What to do
The answer must be a single number: the count of lines in these records that hold "wildflower".

Input for this task
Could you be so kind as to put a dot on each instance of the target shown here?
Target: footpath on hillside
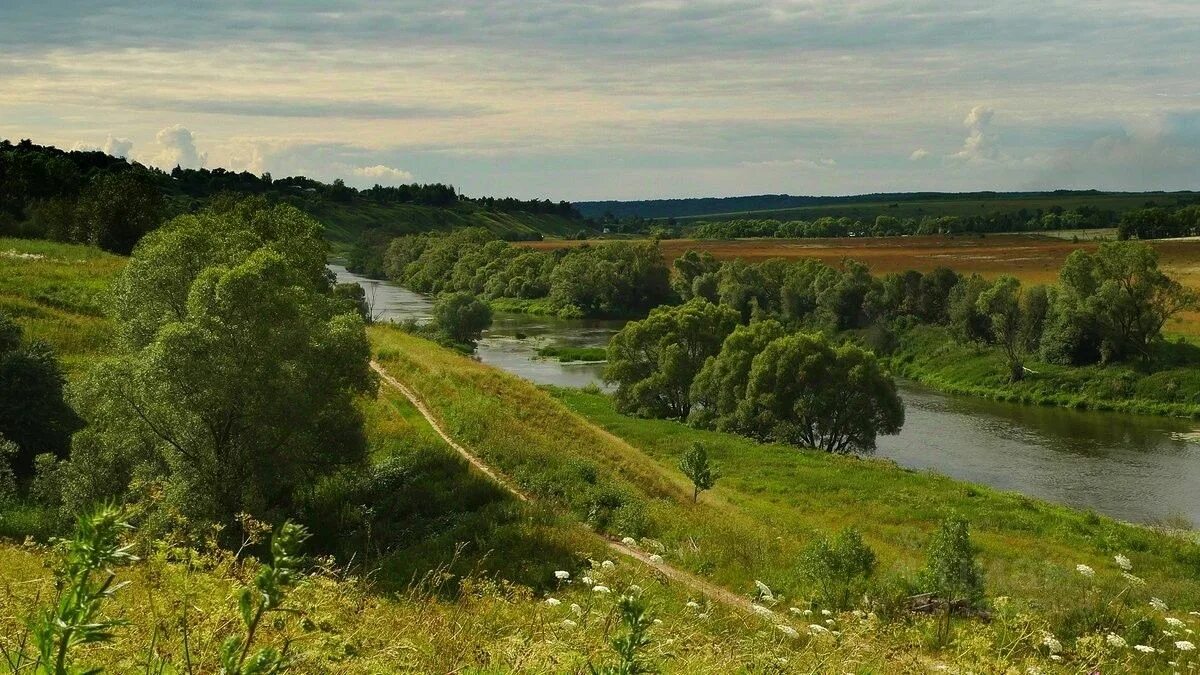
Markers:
(673, 573)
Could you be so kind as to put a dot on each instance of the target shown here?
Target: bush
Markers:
(838, 568)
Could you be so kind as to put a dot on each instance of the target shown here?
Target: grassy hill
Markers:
(868, 207)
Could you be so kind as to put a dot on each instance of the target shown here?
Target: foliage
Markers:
(952, 572)
(238, 372)
(87, 583)
(34, 413)
(694, 464)
(461, 317)
(629, 646)
(655, 360)
(255, 603)
(838, 568)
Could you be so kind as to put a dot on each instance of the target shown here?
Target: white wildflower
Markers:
(1051, 643)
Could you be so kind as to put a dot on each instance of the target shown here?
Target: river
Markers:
(1132, 467)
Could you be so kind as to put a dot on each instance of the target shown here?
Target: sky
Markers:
(622, 99)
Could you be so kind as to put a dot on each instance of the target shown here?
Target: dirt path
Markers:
(676, 574)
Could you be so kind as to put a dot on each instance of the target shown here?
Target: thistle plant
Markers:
(264, 597)
(85, 581)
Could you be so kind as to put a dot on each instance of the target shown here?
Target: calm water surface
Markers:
(1138, 469)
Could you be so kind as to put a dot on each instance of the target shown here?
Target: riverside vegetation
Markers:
(245, 400)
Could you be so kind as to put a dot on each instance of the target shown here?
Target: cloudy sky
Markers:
(623, 99)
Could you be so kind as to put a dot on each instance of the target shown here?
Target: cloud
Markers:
(385, 173)
(118, 147)
(982, 143)
(178, 148)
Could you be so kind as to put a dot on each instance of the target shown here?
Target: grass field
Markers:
(1031, 258)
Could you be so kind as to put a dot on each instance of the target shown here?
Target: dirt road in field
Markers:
(683, 578)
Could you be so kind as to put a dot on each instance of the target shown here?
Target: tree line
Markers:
(612, 279)
(90, 197)
(753, 350)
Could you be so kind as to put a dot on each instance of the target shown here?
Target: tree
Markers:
(804, 392)
(720, 386)
(1121, 287)
(654, 360)
(694, 464)
(952, 572)
(34, 413)
(462, 317)
(1002, 305)
(241, 395)
(838, 567)
(115, 210)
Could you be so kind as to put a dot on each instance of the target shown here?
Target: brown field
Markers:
(1031, 258)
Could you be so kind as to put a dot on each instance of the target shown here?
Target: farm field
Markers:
(1032, 258)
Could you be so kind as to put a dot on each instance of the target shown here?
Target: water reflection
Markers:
(1140, 469)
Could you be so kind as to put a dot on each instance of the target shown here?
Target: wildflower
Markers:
(1051, 643)
(761, 610)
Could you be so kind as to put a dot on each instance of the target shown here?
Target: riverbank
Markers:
(930, 356)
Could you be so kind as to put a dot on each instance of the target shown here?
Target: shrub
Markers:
(838, 568)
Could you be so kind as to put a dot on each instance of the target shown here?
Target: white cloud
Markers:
(178, 148)
(384, 173)
(982, 143)
(118, 147)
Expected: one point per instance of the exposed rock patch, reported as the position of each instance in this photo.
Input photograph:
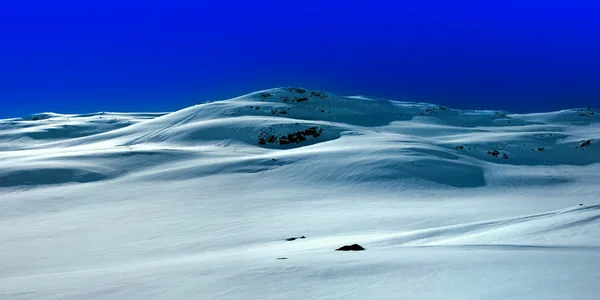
(353, 247)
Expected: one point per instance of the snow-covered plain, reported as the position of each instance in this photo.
(198, 203)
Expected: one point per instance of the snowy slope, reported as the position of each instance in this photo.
(198, 203)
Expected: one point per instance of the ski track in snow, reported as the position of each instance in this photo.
(192, 205)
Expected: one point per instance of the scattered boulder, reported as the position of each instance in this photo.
(353, 247)
(291, 138)
(294, 238)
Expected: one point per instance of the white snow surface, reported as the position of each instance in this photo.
(195, 205)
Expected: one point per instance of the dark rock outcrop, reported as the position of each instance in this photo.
(353, 247)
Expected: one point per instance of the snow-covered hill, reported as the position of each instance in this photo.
(198, 203)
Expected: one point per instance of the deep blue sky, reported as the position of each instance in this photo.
(161, 56)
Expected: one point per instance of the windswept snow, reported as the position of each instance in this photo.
(198, 203)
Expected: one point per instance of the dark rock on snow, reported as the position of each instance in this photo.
(354, 247)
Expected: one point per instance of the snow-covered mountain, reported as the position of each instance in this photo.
(199, 203)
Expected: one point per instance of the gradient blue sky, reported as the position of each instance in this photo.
(86, 56)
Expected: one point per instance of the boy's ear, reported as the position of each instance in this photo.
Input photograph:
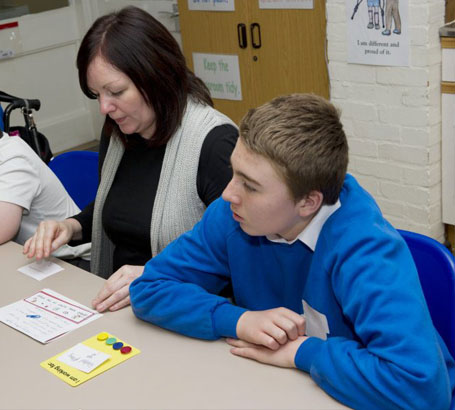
(311, 204)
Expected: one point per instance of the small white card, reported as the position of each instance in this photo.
(40, 270)
(83, 358)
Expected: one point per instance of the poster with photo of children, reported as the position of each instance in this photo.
(378, 32)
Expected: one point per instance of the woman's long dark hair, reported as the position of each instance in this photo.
(143, 49)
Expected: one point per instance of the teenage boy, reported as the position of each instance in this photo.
(321, 281)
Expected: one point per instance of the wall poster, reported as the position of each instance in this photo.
(378, 32)
(211, 5)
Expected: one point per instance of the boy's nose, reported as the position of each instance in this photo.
(229, 193)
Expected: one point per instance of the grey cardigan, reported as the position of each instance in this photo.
(177, 205)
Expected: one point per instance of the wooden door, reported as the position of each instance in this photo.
(291, 57)
(215, 32)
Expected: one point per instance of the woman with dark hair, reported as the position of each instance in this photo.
(164, 151)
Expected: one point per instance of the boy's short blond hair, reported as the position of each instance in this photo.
(303, 138)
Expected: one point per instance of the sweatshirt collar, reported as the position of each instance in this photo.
(309, 236)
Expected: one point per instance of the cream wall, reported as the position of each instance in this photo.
(392, 116)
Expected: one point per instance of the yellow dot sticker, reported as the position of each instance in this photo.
(102, 336)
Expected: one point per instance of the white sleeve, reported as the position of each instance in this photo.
(19, 182)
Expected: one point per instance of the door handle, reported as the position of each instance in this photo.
(255, 27)
(241, 35)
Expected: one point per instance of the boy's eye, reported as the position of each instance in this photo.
(249, 188)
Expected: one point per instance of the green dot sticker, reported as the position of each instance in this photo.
(111, 341)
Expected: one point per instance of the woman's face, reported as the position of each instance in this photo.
(120, 99)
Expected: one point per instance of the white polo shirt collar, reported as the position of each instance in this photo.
(309, 236)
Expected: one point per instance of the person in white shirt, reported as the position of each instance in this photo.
(30, 193)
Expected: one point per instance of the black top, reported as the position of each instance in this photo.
(128, 208)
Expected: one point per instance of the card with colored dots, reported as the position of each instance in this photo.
(89, 358)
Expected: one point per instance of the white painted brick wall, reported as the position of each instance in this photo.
(392, 116)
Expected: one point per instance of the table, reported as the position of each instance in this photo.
(171, 372)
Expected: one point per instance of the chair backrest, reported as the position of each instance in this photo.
(78, 172)
(436, 268)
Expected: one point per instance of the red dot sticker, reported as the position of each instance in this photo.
(125, 349)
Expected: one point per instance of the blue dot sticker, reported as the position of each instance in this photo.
(111, 341)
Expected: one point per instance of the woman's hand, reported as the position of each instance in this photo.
(115, 293)
(51, 235)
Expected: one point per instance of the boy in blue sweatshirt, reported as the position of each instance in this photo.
(321, 281)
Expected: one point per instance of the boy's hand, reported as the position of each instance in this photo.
(270, 328)
(115, 293)
(283, 357)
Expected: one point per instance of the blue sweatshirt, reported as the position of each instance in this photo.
(372, 344)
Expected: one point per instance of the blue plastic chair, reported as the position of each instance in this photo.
(78, 172)
(436, 268)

Answer below
2